■ **TASK PROMPT**
Sift the material for lines containing "Prompts", and return them.
Top of RECORDS FOR THIS EXERCISE
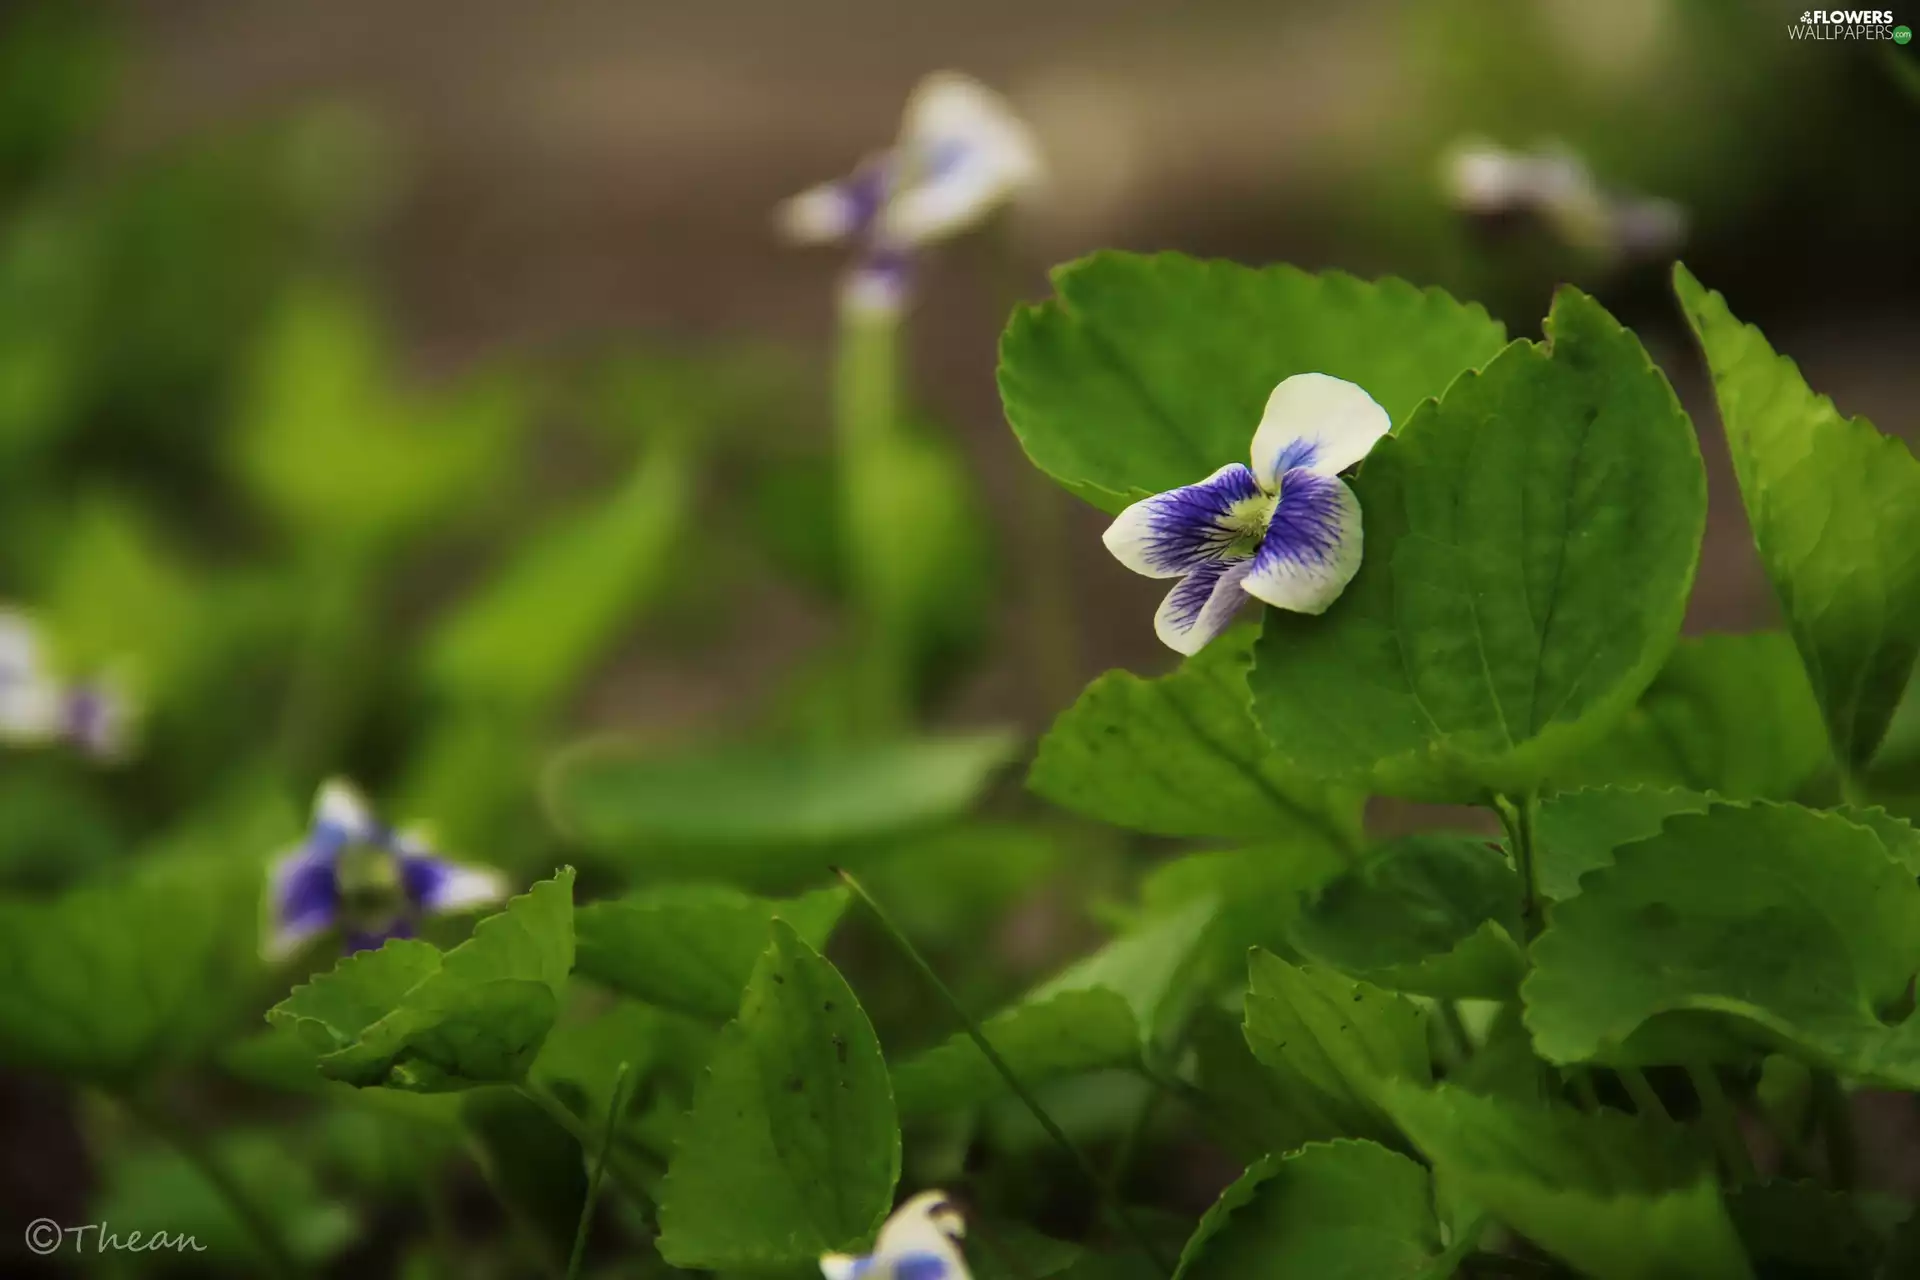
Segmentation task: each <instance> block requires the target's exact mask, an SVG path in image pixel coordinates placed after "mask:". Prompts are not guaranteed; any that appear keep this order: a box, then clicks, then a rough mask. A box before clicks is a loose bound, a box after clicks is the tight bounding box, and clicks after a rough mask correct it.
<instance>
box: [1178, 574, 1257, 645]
mask: <svg viewBox="0 0 1920 1280" xmlns="http://www.w3.org/2000/svg"><path fill="white" fill-rule="evenodd" d="M1252 566H1254V562H1252V560H1213V562H1210V564H1202V566H1198V568H1196V570H1194V572H1190V574H1187V578H1181V583H1179V585H1177V587H1173V591H1169V593H1167V599H1164V601H1162V603H1160V612H1156V614H1154V635H1158V637H1160V643H1162V645H1165V647H1167V649H1171V651H1175V652H1179V654H1187V656H1192V654H1196V652H1200V651H1202V649H1206V647H1208V641H1212V639H1213V637H1215V635H1219V633H1221V631H1225V629H1227V624H1231V622H1233V616H1235V614H1236V612H1240V604H1246V591H1242V589H1240V581H1242V580H1244V578H1246V574H1248V570H1250V568H1252Z"/></svg>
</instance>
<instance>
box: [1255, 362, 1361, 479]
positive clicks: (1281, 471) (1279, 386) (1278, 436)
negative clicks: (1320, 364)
mask: <svg viewBox="0 0 1920 1280" xmlns="http://www.w3.org/2000/svg"><path fill="white" fill-rule="evenodd" d="M1392 426H1394V424H1392V422H1390V420H1388V416H1386V411H1384V409H1380V407H1379V405H1377V403H1373V397H1371V395H1367V393H1365V391H1363V390H1359V388H1357V386H1354V384H1352V382H1344V380H1340V378H1331V376H1327V374H1294V376H1292V378H1286V380H1284V382H1281V386H1277V388H1273V393H1271V395H1269V397H1267V411H1265V415H1261V418H1260V430H1256V432H1254V474H1256V476H1258V478H1260V484H1261V486H1263V487H1265V489H1267V493H1273V491H1275V489H1277V487H1279V478H1281V476H1284V474H1286V472H1290V470H1296V468H1302V466H1304V468H1309V470H1315V472H1319V474H1321V476H1332V474H1338V472H1342V470H1346V468H1348V466H1352V464H1354V462H1357V461H1361V459H1363V457H1367V453H1369V451H1371V449H1373V445H1375V443H1377V441H1379V439H1380V436H1386V432H1390V430H1392Z"/></svg>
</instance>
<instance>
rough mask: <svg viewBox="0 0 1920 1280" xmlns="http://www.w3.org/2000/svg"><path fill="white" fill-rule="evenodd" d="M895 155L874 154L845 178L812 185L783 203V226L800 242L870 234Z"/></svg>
mask: <svg viewBox="0 0 1920 1280" xmlns="http://www.w3.org/2000/svg"><path fill="white" fill-rule="evenodd" d="M891 173H893V157H891V154H887V152H881V154H879V155H872V157H868V159H864V161H862V163H860V167H858V169H854V171H852V173H849V175H847V177H845V178H837V180H833V182H822V184H820V186H812V188H808V190H804V192H801V194H799V196H795V198H793V200H789V201H785V203H783V205H781V207H780V226H781V230H783V232H785V234H787V238H789V240H795V242H799V244H831V242H835V240H858V238H862V236H866V234H868V232H870V230H872V228H874V223H876V221H877V219H879V211H881V207H883V205H885V203H887V190H889V184H891V180H893V177H891Z"/></svg>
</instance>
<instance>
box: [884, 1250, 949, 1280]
mask: <svg viewBox="0 0 1920 1280" xmlns="http://www.w3.org/2000/svg"><path fill="white" fill-rule="evenodd" d="M948 1274H950V1270H948V1267H947V1259H945V1257H941V1255H939V1253H902V1255H900V1257H897V1259H893V1280H947V1278H948Z"/></svg>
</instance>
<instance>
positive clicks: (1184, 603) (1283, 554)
mask: <svg viewBox="0 0 1920 1280" xmlns="http://www.w3.org/2000/svg"><path fill="white" fill-rule="evenodd" d="M1390 428H1392V422H1388V418H1386V411H1384V409H1380V407H1379V405H1377V403H1373V397H1371V395H1367V393H1365V391H1363V390H1359V388H1357V386H1354V384H1352V382H1342V380H1340V378H1329V376H1327V374H1294V376H1292V378H1288V380H1284V382H1281V384H1279V386H1277V388H1273V395H1269V397H1267V411H1265V415H1263V416H1261V418H1260V430H1256V432H1254V466H1252V468H1248V466H1242V464H1240V462H1231V464H1227V466H1221V468H1219V470H1217V472H1213V474H1212V476H1208V478H1206V480H1202V482H1200V484H1190V486H1185V487H1181V489H1167V491H1165V493H1158V495H1154V497H1148V499H1142V501H1139V503H1135V505H1133V507H1129V509H1127V510H1123V512H1119V516H1117V518H1116V520H1114V524H1112V526H1110V528H1108V532H1106V537H1104V541H1106V549H1108V551H1112V553H1114V557H1116V558H1117V560H1119V562H1121V564H1125V566H1127V568H1131V570H1133V572H1135V574H1146V576H1148V578H1179V580H1181V581H1179V585H1175V587H1173V591H1171V593H1167V599H1165V601H1162V604H1160V612H1158V614H1154V631H1156V633H1158V635H1160V639H1162V643H1165V645H1167V647H1169V649H1173V651H1177V652H1183V654H1194V652H1200V651H1202V649H1204V647H1206V645H1208V641H1212V639H1213V637H1215V635H1219V633H1221V631H1225V629H1227V624H1229V622H1233V616H1235V614H1236V612H1238V610H1240V604H1242V603H1244V601H1246V597H1254V599H1256V601H1263V603H1267V604H1273V606H1275V608H1288V610H1292V612H1300V614H1321V612H1327V606H1329V604H1332V603H1334V601H1336V599H1338V597H1340V593H1342V591H1346V583H1350V581H1352V580H1354V574H1357V572H1359V555H1361V530H1359V499H1357V497H1354V491H1352V489H1350V487H1346V482H1344V480H1340V476H1338V472H1342V470H1346V468H1348V466H1354V464H1356V462H1359V461H1361V459H1363V457H1367V453H1369V451H1371V449H1373V445H1375V441H1377V439H1380V436H1386V432H1388V430H1390Z"/></svg>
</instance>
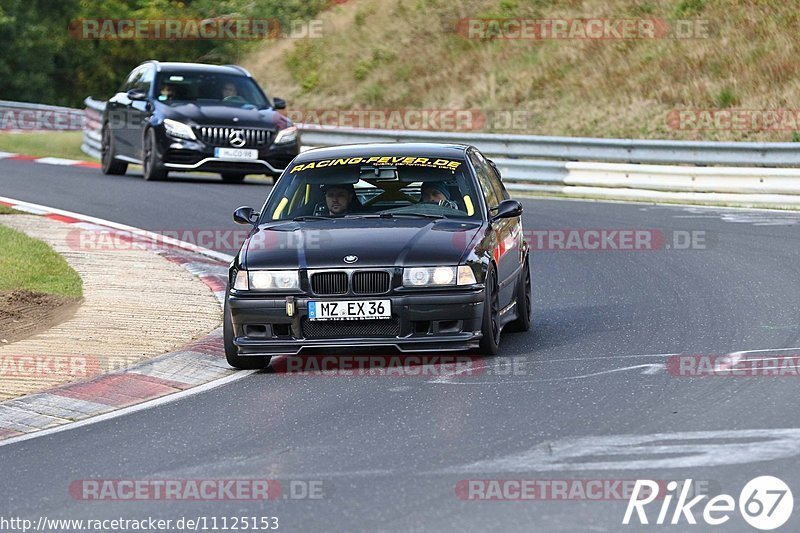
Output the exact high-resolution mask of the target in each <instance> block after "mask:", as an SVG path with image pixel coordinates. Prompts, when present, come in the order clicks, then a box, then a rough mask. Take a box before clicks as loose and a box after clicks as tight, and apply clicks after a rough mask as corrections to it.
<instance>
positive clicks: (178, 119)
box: [162, 102, 291, 130]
Bottom of RECORDS FOR THIS EXERCISE
■ **EXERCISE OUTPUT**
Segmentation task: each <instance> block requires the target's exact mask, an SVG path in image pixel coordinates placed after "mask:". Prompts are not guaranteed; any that appear keep this order: a box, then clicks, then a rough mask. A box before clicks is a loose bound, a box after clicks is the tight bounding box, and clicks after a rough mask correct it.
Output the exact high-resolution mask of the target in each <instance> block after "mask:", as an SVG path with image pixel coordinates. Prompts, when present, come in the order clicks, then a box, then a rough mask. Take a box before clicks as loose and a box after clicks as tight, and apply clicks after a rough mask as corrections to it.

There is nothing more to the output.